▶ [What the exercise asks]: Reproduce the material word for word, starting at the line that contains "Locate the stone church" and continuing through the last line of the material, both ends included.

........

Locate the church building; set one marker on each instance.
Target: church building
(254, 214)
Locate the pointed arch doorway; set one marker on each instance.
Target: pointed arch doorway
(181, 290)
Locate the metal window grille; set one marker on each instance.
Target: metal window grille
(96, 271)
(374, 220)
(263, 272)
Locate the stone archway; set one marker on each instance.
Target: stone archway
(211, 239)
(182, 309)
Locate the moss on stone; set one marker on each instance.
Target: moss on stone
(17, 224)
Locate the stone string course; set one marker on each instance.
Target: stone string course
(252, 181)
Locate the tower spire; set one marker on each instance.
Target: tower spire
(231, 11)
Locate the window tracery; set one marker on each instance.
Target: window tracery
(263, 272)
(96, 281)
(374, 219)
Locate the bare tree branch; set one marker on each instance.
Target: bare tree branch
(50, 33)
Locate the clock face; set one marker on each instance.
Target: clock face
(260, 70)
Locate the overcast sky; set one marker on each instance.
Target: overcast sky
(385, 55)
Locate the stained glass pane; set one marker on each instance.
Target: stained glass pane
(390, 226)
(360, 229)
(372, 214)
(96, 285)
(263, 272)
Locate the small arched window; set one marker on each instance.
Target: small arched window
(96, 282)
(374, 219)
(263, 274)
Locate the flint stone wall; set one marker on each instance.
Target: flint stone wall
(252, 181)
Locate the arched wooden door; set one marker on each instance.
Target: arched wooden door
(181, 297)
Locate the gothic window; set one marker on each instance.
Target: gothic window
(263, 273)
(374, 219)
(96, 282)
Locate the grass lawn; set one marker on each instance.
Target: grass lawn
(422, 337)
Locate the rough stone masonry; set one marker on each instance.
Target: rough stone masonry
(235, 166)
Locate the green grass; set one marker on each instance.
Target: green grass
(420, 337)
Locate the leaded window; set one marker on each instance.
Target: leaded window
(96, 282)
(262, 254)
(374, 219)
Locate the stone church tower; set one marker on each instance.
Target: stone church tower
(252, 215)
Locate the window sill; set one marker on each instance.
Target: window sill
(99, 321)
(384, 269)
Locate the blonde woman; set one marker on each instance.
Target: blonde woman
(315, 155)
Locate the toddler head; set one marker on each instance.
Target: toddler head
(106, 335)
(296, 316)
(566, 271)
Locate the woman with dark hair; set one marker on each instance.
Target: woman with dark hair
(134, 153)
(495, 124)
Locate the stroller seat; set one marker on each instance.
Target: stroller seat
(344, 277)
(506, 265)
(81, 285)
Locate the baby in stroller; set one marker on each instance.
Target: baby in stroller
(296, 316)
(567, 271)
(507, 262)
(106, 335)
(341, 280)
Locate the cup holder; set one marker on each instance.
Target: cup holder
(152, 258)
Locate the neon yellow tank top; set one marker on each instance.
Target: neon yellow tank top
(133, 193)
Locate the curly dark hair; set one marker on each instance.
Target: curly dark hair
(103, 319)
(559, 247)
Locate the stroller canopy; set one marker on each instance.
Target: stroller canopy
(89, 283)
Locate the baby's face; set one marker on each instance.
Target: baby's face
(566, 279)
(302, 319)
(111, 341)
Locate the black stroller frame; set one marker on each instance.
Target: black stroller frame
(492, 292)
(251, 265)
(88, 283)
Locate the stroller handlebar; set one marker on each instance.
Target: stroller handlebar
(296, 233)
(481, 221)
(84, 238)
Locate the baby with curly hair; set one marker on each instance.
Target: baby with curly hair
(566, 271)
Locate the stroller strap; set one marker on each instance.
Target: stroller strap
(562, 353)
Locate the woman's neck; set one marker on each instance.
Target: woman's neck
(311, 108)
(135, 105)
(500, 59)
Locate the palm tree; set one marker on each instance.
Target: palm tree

........

▶ [Result of this task]:
Locate the stone church tower; set one marker on each instance.
Target: stone church tower
(252, 215)
Locate the window sill; set one marker on each instance.
Target: window sill
(99, 321)
(384, 269)
Locate the blonde woman; set one marker on each instance.
Target: blonde woman
(315, 155)
Locate the toddler head; set one marker on each instance.
Target: toddler head
(106, 335)
(296, 316)
(566, 271)
Locate the woman with dark hair; set one marker on each instance.
Target: woman with dark hair
(134, 153)
(495, 124)
Locate the stroller seat; set one marker on each instance.
Target: stroller seat
(344, 277)
(506, 265)
(81, 285)
Locate the baby in stroller; set one marker on each instance.
Target: baby in stroller
(296, 316)
(567, 271)
(507, 262)
(106, 335)
(341, 280)
Locate the cup holder; set one marker on each instance.
Target: cup holder
(152, 258)
Locate the neon yellow tank top; set one marker on each instance.
Target: neon yellow tank top
(133, 193)
Locate the curly dark hair; set one marker on each instance.
Target: curly dark hair
(103, 319)
(559, 247)
Locate the stroller canopy; set one marker on each instance.
Target: stroller canopy
(89, 283)
Locate the baby's face; set one marker on each instance.
Target: baby's face
(566, 279)
(302, 319)
(111, 341)
Locate the black stroller frame; set one marker on each instance.
Target: black stroller frame
(492, 292)
(251, 265)
(88, 283)
Locate the stroller handlebar; set one marker on each instance.
Target: stroller handlebar
(296, 233)
(481, 221)
(84, 238)
Locate the baby with curly hair; set one marker on each instance.
Target: baby with curly hair
(566, 271)
Locate the stroller strap; set one marker on each instance.
Target: stroller strap
(562, 353)
Locate the woman's neck; set one marker on each instance.
Target: woman's neck
(311, 108)
(135, 105)
(500, 59)
Locate the palm tree; set one marker on each instance.
Target: palm tree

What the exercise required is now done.